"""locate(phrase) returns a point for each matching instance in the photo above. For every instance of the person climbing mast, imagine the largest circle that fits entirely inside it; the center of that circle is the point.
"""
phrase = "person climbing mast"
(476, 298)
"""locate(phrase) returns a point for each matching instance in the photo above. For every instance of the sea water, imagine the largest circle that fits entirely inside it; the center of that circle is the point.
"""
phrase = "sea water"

==

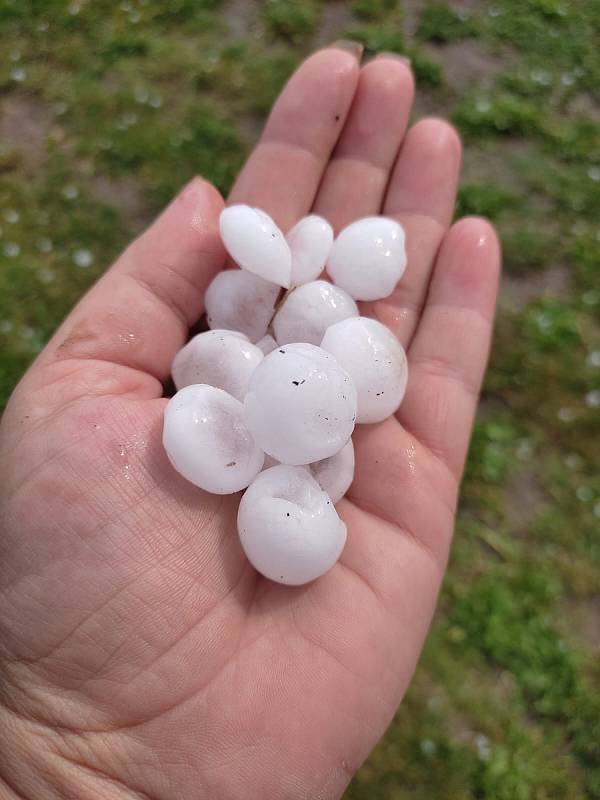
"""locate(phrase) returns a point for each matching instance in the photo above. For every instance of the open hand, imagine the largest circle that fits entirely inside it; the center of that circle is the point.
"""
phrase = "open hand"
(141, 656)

**PROBLEM STATEMENT**
Please collect every line of the material above that contains the word "entirely". Case matters.

**RESPONSE**
"""locate(phrase) returns a point for each matching instance in the photo above. For every instance of the person climbing mast, imagine the largest circle that fits entirely inside it; the center of that circle is the point.
"""locate(phrase) returns a point for each matching instance in the photo above. For every instance of the sea water, imagine the largest circle that fits entirely inside it; the center of that circle is the point.
"""locate(phrase) returns a point for each matching instance in the photo above. For every instance of the open hand, imagine the largest circle that fits entirely inside it; the center of that circle is the point.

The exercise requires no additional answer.